#### [Dokument]
#####

AQUA-Hub − Fraunhofer IGB unterstützt Markterschließung in Indien für Wassertechnologien aus Deutschland
Indiens Städte wachsen rasant und benötigen eine leistungsfähige Infrastruktur für die Versorgung mit Wasser und die Entsorgung von Abwasser. Deutsche Unternehmen bieten in diesem Bereich innovative Lösungen, finden aber oft keinen Zugang zum indischen Markt. Dank seiner umfangreichen Erfahrung mit Projekten in Indien kann das Fraunhofer-Institut für Grenzflächen- und Bioverfahrenstechnologie IGB dabei helfen, Nachfrage und Angebot zusammenzuführen. Zu diesem Zweck richtet das Institut nun das Innovationsnetzwerk »AQUA-Hub« ein, um zwischen deutschen Wassertechnologie-Anbietern und indischen Bedarfsträgern zu vermitteln.
An der Einwohnerzahl gemessen ist Indien nach China das zweitgrößte Land der Welt. Ein anhaltend starkes Bevölkerungswachstum und eine schnell zunehmende Verstädterung stellen das Land dabei vor große Herausforderungen. Eine davon ist der Aufbau einer effektiven und belastbaren Infrastruktur zur Versorgung der Bevölkerung mit Trinkwasser und zur möglichst nachhaltigen Reinigung und Wiederverwendung von Abwasser. Entsprechendes Know-how ist somit äußerst gefragt. Gleichzeitig verfügen deutsche Unternehmen und Forschungseinrichtungen über diese Expertise und können innovative Technologien anbieten. Allerdings gestaltet sich die Markterschließung oftmals schwierig, da die von Geschäftspartnern erwartete Präsenz vor Ort für viele Firmen, vor für allem kleine und mittelständische Unternehmen (KMU), eine Herausforderung darstellt. Weitere Herausforderungen sind ein Mangel an Kontakten, fehlende Kenntnisse über den Markt oder unzureichendes Wissen über Kultur, Gepflogenheiten und Begebenheiten vor Ort.

#####

#### [Daten]
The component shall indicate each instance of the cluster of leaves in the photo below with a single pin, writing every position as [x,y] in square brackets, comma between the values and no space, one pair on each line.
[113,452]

#####

#### [Aufgabenstellung]
Gib aus dem Text über den AQUA-Hub alles von „AQUA-Hub − Fraunhofer“ bis hinunter zu „Bedarfsträgern zu vermitteln.“ wortgetreu aus.

#### [Vollständige Antwort]
AQUA-Hub − Fraunhofer IGB unterstützt Markterschließung in Indien für Wassertechnologien aus Deutschland
Indiens Städte wachsen rasant und benötigen eine leistungsfähige Infrastruktur für die Versorgung mit Wasser und die Entsorgung von Abwasser. Deutsche Unternehmen bieten in diesem Bereich innovative Lösungen, finden aber oft keinen Zugang zum indischen Markt. Dank seiner umfangreichen Erfahrung mit Projekten in Indien kann das Fraunhofer-Institut für Grenzflächen- und Bioverfahrenstechnologie IGB dabei helfen, Nachfrage und Angebot zusammenzuführen. Zu diesem Zweck richtet das Institut nun das Innovationsnetzwerk »AQUA-Hub« ein, um zwischen deutschen Wassertechnologie-Anbietern und indischen Bedarfsträgern zu vermitteln.